Friday, June 17, 2011

Cheerful colors for time series

Over at the Blackboard. Lucia was looking at how to get a good color scheme in R to show multiple time series. It's quite hard to get a set with good contrast.

I've been wondering about that too. It's a personal problem - my ability to distinguish color shades has decreased.

I've been dabbling with an alternative idea - stripy lines. Or at least alternating color segments. Then you don't have to rely on shades to make the distinction.

Lucia illustrated with some solar data from Leif Svalgaard. She used different dot-dash line styles to nelp make contrasts. I thought it would be really good to make these in alternating colors. You can do this by over-writing.

So here's what I came up with. Some may like it, some not. The lines are in principle more distinctive, but it's harder to see where they are going. Single contrasting colors are certainly better, if you can get enough of them.

Anyway, here's my plot. The R code is below the jump, and I'll put a zip file (TSIcolors.zip) with data on the doc repository. As Lucia noted, Leif's file just has blanks for missing data, so I edited the NA entries in.The colors are automatically and randomly chosen.

Update:
Peter O'Neill (oneillp) in comments  suggested using R-supplied palettes. I think this is better, specifically rainbow(). He also suggested a way to fix the line segments in legend, using seg.len. I found my legend() function would not take that as an argument. I also found that the problem with lines only applied when in jpeg or png mode. I couldn't find the bug, so I wrote my own legend routine - using a subset of the regular arguments.
Update.  Replacing the above update. I've redone in the spirit of Peter's second comment. Instead of a new legend function, I use the values returned by the the standard oneto overwrite the line segs. I don't then need to use seg.len

Revised pictures and code below.

========

# Challenges
A. Answer these about the post on colors for time series:
(i) Whose solar data did Lucia use in her illustration?
(ii) What is the name of the zip file the author will put on the doc repository?
(iii) Which R-supplied palette does the author single out as better?
B. Carry on the post about colors for time series from its last sentence.
The material has no connection to the post about colors for time series.

# Data excerpt
========

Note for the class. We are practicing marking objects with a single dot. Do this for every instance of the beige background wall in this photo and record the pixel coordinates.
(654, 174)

========

# Answers provided
A.
(i) Leif Svalgaard's
(ii) TSIcolors.zip
(iii) rainbow()

B.
Here's a plot with thicker lines. I couldn't get the legend lines right here:

And here is the (revised) code:

#  Program written by Nick Stokes to make multi-colored curves
# File from http://www.leif.org/research/TSI%20%28Reconstructions%29.txt
# Blanks have been converted to NA

N=dim(w)[1]-1  # Number of curves
x=w[1,]
cl=rainbow(N)
cl=matrix(cl[round(outer(1:N*3-3,0:2*N,"+")/3)%%N+1],N,3) ## Make orthog colors
# Now make dash patterns
k1=1:N%%3+2;k2=1:N%%5+8; k=k1+k2;
lt=matrix(paste(as.hexmode(c(241+k*0,k1*16+k2,15+k))),N,3)
lw=4  # line width
### Now plotting
png("TSI1.png",width=800)
plot(range(x),range(w[1:N+1,],na.rm=T),type="n",xlab="Year",ylab="TSI")
#Now plot curves 3 times with 3 different colors and dash patterns

for(i in 1:N)for(j in 1:3)lines(x,w[i+1,], col=cl[i,j], lty=lt[i,j], lwd=lw)
# Now plots legend, also 3 times
L = legend(1970,1364.74, legend=names, cex=1.0, text.col=cl[,1], col="white",lty=lt[,1])
x=L$rect$left+c(0.02,0.3)*L$rect$w
for(i in 1:N) for(j in 1:3) lines(x,rep(L$text$y[i],2),col=cl[i,j],lty=lt[i,j],lwd=lw)

dev.off()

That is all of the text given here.